■ **Exercise task**:
Render each line of the listing below as a string in a JSON list, one string per line, omitting blank lines.
** Start Listing **
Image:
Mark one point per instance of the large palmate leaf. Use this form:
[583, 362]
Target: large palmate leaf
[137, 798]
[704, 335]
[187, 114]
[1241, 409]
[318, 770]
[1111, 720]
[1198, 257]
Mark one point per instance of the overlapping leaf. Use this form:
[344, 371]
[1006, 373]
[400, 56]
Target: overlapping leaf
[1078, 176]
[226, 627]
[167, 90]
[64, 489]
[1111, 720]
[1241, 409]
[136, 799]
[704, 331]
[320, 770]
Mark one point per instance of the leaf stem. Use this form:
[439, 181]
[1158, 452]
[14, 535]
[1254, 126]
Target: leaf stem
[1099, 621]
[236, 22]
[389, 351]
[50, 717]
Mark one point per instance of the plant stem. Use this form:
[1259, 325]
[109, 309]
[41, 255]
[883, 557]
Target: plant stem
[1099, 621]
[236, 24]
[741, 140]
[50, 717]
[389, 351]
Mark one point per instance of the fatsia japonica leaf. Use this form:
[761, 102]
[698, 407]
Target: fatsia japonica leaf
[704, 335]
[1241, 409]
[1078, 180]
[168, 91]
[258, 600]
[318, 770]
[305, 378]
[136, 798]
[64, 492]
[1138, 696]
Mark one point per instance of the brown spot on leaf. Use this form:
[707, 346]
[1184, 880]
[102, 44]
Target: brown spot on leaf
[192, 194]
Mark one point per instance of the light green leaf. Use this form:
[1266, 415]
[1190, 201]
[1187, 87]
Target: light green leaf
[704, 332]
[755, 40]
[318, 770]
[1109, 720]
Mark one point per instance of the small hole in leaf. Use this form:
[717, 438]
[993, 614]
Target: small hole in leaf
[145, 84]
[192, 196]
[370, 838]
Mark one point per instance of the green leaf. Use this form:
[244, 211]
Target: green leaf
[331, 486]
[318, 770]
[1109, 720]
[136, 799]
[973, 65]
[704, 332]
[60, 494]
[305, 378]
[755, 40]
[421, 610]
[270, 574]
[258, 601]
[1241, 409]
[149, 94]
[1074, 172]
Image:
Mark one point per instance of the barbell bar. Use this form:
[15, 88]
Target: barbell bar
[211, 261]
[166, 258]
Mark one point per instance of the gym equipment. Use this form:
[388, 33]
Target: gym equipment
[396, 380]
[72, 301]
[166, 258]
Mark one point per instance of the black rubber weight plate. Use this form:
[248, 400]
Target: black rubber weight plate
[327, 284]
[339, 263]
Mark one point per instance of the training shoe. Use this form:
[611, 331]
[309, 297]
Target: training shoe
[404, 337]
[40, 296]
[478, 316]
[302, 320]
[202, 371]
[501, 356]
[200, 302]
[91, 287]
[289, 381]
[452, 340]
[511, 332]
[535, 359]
** End Listing **
■ **Task response**:
[
  "Image:",
  "Mark one point per instance of the large palmate leaf. Use this form:",
  "[583, 362]",
  "Target: large palmate leaf",
  "[137, 798]",
  "[704, 335]",
  "[187, 114]",
  "[1241, 409]",
  "[318, 770]",
  "[1111, 720]",
  "[1198, 257]",
  "Mark one point per instance of the overlapping leaf. Use this form:",
  "[344, 371]",
  "[1006, 373]",
  "[400, 56]",
  "Target: overlapping leaf",
  "[1078, 176]",
  "[226, 627]",
  "[167, 90]",
  "[64, 489]",
  "[1111, 720]",
  "[1241, 409]",
  "[136, 799]",
  "[704, 331]",
  "[320, 770]",
  "Mark one point per instance of the leaf stem. Use this form:",
  "[439, 181]",
  "[1158, 452]",
  "[14, 535]",
  "[1254, 126]",
  "Target: leaf stem",
  "[1099, 621]",
  "[236, 22]",
  "[389, 351]",
  "[50, 717]",
  "Mark one point per instance of the plant stem. Use this form:",
  "[1259, 325]",
  "[109, 309]",
  "[41, 255]",
  "[883, 557]",
  "Target: plant stem",
  "[1099, 621]",
  "[236, 24]",
  "[741, 140]",
  "[50, 717]",
  "[389, 351]",
  "Mark one point per instance of the fatsia japonica leaf. Use this form:",
  "[761, 102]",
  "[698, 407]",
  "Target: fatsia japonica leaf",
  "[704, 335]",
  "[1241, 409]",
  "[1078, 180]",
  "[168, 91]",
  "[258, 600]",
  "[318, 770]",
  "[305, 378]",
  "[136, 798]",
  "[64, 492]",
  "[1138, 696]",
  "Mark one point per instance of the brown spot on leaf. Use this form:",
  "[707, 346]",
  "[1184, 880]",
  "[102, 44]",
  "Target: brown spot on leaf",
  "[192, 194]",
  "Mark one point per instance of the light green leaf. Use this form:",
  "[1266, 415]",
  "[1190, 201]",
  "[1187, 87]",
  "Target: light green leaf",
  "[704, 332]",
  "[755, 40]",
  "[318, 770]",
  "[1109, 720]",
  "Mark one point per instance of the small hole in leaf. Use this form:",
  "[717, 438]",
  "[993, 614]",
  "Target: small hole in leaf",
  "[145, 84]",
  "[192, 196]",
  "[370, 838]",
  "Mark one point per instance of the green leaf. Use this form:",
  "[244, 211]",
  "Target: green leaf",
  "[331, 486]",
  "[318, 770]",
  "[1109, 720]",
  "[136, 799]",
  "[973, 65]",
  "[704, 332]",
  "[60, 494]",
  "[305, 378]",
  "[755, 40]",
  "[421, 610]",
  "[270, 574]",
  "[258, 601]",
  "[1241, 409]",
  "[149, 94]",
  "[1074, 172]",
  "Image:",
  "Mark one point per instance of the barbell bar. Use this form:",
  "[15, 88]",
  "Target: barbell bar",
  "[211, 261]",
  "[166, 258]",
  "Mark one point per instance of the gym equipment. Use this form:",
  "[388, 33]",
  "Target: gym equipment",
  "[396, 380]",
  "[72, 301]",
  "[166, 258]",
  "Mark one point per instance of the black rubber weight plate. Use this form:",
  "[248, 400]",
  "Target: black rubber weight plate",
  "[327, 284]",
  "[339, 263]",
  "Mark one point per instance of the training shoe. Use this form:",
  "[611, 331]",
  "[309, 297]",
  "Target: training shoe",
  "[404, 337]",
  "[40, 296]",
  "[478, 316]",
  "[302, 320]",
  "[202, 371]",
  "[501, 356]",
  "[200, 302]",
  "[91, 287]",
  "[289, 381]",
  "[452, 340]",
  "[511, 332]",
  "[535, 359]"
]